*Data listing*.
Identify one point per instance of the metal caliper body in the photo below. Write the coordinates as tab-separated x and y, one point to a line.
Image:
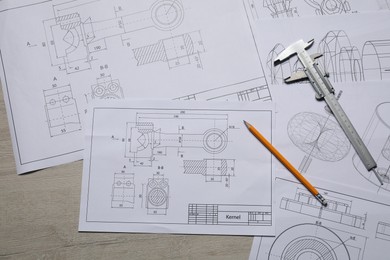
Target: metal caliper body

...

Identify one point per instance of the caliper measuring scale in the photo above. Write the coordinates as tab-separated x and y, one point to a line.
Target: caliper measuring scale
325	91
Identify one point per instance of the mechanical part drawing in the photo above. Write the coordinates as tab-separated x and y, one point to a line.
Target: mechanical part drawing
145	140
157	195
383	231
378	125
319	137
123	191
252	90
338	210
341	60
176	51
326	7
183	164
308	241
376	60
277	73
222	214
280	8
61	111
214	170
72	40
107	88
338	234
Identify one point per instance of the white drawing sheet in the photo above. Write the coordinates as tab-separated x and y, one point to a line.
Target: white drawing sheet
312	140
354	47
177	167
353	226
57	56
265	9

--

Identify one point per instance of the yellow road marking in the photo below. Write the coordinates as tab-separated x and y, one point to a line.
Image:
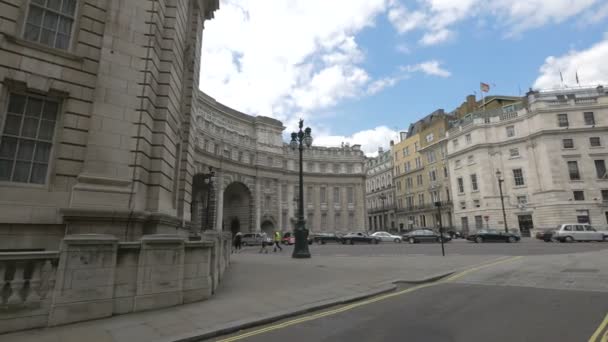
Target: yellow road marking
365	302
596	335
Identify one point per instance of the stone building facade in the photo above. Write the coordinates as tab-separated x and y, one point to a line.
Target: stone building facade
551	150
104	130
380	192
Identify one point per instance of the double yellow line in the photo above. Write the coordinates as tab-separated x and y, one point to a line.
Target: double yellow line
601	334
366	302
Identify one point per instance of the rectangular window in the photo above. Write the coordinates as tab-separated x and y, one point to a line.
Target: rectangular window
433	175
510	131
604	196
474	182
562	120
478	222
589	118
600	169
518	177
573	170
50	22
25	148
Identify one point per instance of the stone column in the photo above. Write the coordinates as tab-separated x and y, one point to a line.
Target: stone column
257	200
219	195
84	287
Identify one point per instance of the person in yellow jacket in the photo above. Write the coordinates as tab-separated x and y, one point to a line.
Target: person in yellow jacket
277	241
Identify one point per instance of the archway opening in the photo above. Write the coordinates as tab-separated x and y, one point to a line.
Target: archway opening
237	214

*Exercise requirements*. The only thing to give is how many lines of the listing include the word "body".

*The answer*. 2